● **Work to be completed**
Reproduce each of the rows below line for line, leaving out the pictures.

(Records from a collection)
========

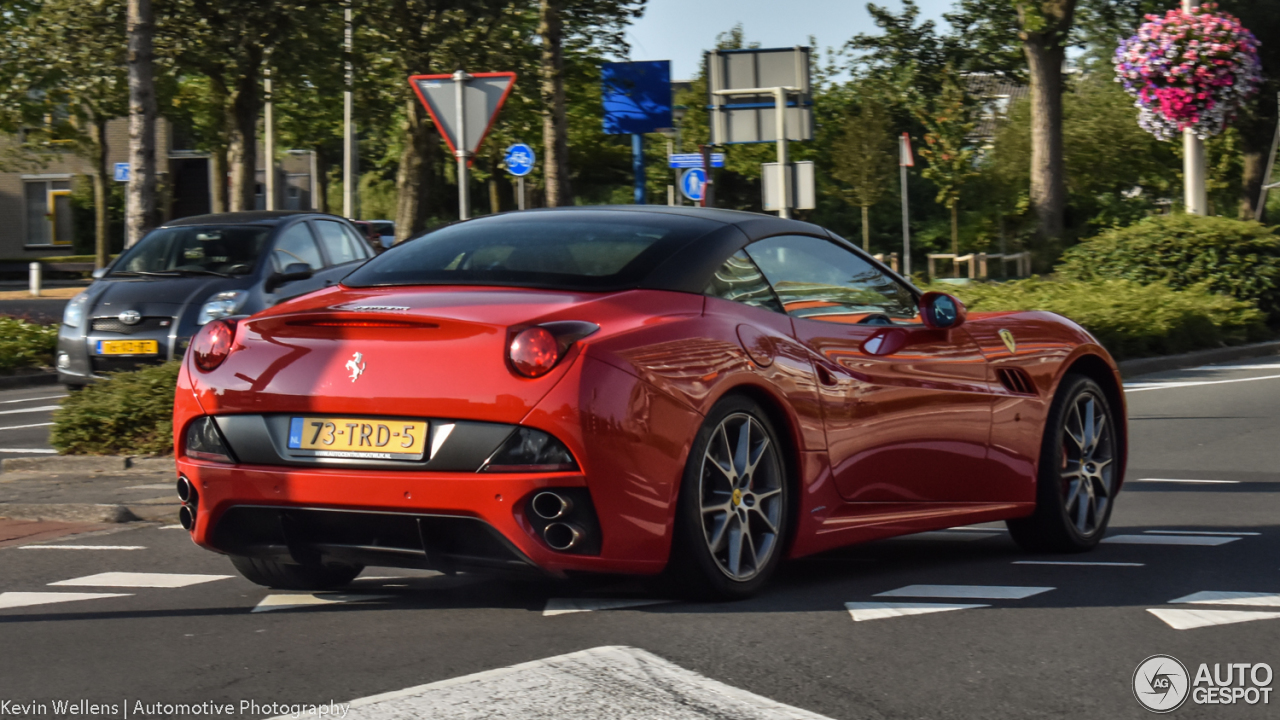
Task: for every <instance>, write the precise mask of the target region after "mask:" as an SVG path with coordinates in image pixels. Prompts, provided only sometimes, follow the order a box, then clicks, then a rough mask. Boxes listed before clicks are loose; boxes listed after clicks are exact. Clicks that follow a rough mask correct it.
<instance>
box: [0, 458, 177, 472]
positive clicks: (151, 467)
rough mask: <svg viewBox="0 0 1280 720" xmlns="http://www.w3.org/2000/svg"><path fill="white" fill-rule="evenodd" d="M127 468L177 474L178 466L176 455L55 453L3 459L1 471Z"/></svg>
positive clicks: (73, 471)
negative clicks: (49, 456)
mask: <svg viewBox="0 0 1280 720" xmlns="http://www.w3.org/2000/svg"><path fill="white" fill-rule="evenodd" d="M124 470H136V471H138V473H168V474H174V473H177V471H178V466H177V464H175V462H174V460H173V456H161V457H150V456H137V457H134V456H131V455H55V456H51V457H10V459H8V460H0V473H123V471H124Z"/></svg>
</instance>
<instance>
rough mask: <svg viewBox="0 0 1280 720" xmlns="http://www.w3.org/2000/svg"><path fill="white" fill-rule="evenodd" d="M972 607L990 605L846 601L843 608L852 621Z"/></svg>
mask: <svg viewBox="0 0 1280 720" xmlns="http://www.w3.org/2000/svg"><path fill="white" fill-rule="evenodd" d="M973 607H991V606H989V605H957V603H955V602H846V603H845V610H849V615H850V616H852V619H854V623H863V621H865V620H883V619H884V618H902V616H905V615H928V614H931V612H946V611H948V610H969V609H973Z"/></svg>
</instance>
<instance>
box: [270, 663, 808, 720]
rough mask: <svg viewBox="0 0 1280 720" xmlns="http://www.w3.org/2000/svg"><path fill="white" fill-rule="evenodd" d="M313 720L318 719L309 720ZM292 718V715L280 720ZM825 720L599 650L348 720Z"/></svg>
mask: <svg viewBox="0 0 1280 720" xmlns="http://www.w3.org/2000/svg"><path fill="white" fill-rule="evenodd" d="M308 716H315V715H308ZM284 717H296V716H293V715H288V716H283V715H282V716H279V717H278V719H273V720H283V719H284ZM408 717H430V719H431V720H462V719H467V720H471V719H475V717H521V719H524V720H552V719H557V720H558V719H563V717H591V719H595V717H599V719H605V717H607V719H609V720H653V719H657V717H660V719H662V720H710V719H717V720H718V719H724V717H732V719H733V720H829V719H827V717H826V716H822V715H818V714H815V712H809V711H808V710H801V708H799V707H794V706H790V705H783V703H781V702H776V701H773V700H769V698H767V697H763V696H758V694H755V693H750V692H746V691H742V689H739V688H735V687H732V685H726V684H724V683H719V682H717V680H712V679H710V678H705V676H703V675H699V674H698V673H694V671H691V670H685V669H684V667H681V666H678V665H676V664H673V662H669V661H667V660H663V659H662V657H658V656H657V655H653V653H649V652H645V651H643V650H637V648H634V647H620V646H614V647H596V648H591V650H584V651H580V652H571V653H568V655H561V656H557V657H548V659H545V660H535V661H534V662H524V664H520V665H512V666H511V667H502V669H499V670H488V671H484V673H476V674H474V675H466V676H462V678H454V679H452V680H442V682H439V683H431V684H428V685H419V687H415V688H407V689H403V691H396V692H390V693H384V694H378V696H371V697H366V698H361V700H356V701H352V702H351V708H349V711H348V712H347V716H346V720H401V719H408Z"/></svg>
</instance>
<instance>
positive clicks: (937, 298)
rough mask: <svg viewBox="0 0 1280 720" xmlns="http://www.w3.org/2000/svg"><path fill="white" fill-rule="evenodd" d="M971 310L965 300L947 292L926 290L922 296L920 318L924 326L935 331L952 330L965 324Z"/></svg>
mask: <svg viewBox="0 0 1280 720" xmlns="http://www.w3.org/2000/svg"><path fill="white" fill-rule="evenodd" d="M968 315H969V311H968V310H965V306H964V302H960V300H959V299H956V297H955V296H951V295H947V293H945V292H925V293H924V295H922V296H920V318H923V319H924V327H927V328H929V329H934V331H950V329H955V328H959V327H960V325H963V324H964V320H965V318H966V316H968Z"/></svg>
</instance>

========

● **Completed task**
Task: for every <instance>, write the precise mask of the target region after "mask:" as an SVG path with coordinates in image pixels. Prompts, provided only sometimes, follow the order a box, then clicks, then a rough mask. Boxes listed before clicks are loose; boxes listed after clicks are exact. Clicks that follow a rough mask correct it.
<instance>
box: [0, 458, 177, 472]
positive clicks: (151, 467)
rough mask: <svg viewBox="0 0 1280 720" xmlns="http://www.w3.org/2000/svg"><path fill="white" fill-rule="evenodd" d="M127 468L177 474L178 466L176 455L55 453L3 459L1 471Z"/></svg>
positive clicks: (73, 471)
negative clicks: (49, 456)
mask: <svg viewBox="0 0 1280 720" xmlns="http://www.w3.org/2000/svg"><path fill="white" fill-rule="evenodd" d="M124 470H136V471H138V473H168V474H174V473H177V471H178V466H177V464H175V462H174V460H173V456H161V457H150V456H137V457H134V456H131V455H55V456H51V457H10V459H8V460H0V473H123V471H124Z"/></svg>
</instance>
<instance>
rough mask: <svg viewBox="0 0 1280 720" xmlns="http://www.w3.org/2000/svg"><path fill="white" fill-rule="evenodd" d="M972 607L990 605L846 601L843 608L852 621Z"/></svg>
mask: <svg viewBox="0 0 1280 720" xmlns="http://www.w3.org/2000/svg"><path fill="white" fill-rule="evenodd" d="M973 607H991V606H989V605H957V603H955V602H846V603H845V610H849V615H850V616H852V619H854V623H863V621H865V620H883V619H884V618H902V616H905V615H928V614H931V612H946V611H948V610H969V609H973Z"/></svg>
</instance>
<instance>
box: [270, 663, 808, 720]
rough mask: <svg viewBox="0 0 1280 720" xmlns="http://www.w3.org/2000/svg"><path fill="white" fill-rule="evenodd" d="M313 720L318 719L309 720ZM292 718V715L280 720ZM825 720L599 650L348 720Z"/></svg>
mask: <svg viewBox="0 0 1280 720" xmlns="http://www.w3.org/2000/svg"><path fill="white" fill-rule="evenodd" d="M308 716H315V715H308ZM284 717H296V716H293V715H288V716H283V715H282V716H279V717H278V719H273V720H283V719H284ZM408 717H430V719H431V720H462V719H467V720H471V719H475V717H521V719H524V720H552V719H557V720H558V719H563V717H591V719H595V717H599V719H605V717H607V719H609V720H653V719H657V717H660V719H662V720H710V719H717V720H718V719H724V717H732V719H733V720H829V719H827V717H826V716H822V715H818V714H815V712H809V711H808V710H801V708H799V707H794V706H790V705H783V703H781V702H776V701H773V700H769V698H767V697H763V696H758V694H755V693H750V692H746V691H742V689H739V688H735V687H732V685H726V684H724V683H719V682H717V680H712V679H710V678H705V676H703V675H699V674H698V673H694V671H691V670H685V669H684V667H681V666H678V665H676V664H673V662H669V661H667V660H663V659H662V657H658V656H657V655H653V653H649V652H645V651H643V650H637V648H634V647H620V646H614V647H596V648H591V650H584V651H580V652H571V653H568V655H561V656H557V657H548V659H545V660H535V661H534V662H524V664H520V665H512V666H511V667H502V669H499V670H488V671H484V673H476V674H474V675H466V676H462V678H454V679H452V680H442V682H439V683H431V684H428V685H419V687H415V688H407V689H403V691H396V692H390V693H384V694H378V696H371V697H366V698H361V700H356V701H352V702H351V708H349V711H348V712H347V716H346V720H401V719H408Z"/></svg>
</instance>
<instance>
positive clicks: (937, 298)
rough mask: <svg viewBox="0 0 1280 720" xmlns="http://www.w3.org/2000/svg"><path fill="white" fill-rule="evenodd" d="M971 310L965 300L947 292L926 290L922 296L920 318L924 326L935 331L952 330L965 324Z"/></svg>
mask: <svg viewBox="0 0 1280 720" xmlns="http://www.w3.org/2000/svg"><path fill="white" fill-rule="evenodd" d="M968 315H969V311H968V310H965V306H964V302H960V300H959V299H956V297H955V296H951V295H947V293H945V292H925V293H924V295H922V296H920V318H923V319H924V327H927V328H929V329H934V331H950V329H955V328H959V327H960V325H963V324H964V320H965V318H966V316H968Z"/></svg>
</instance>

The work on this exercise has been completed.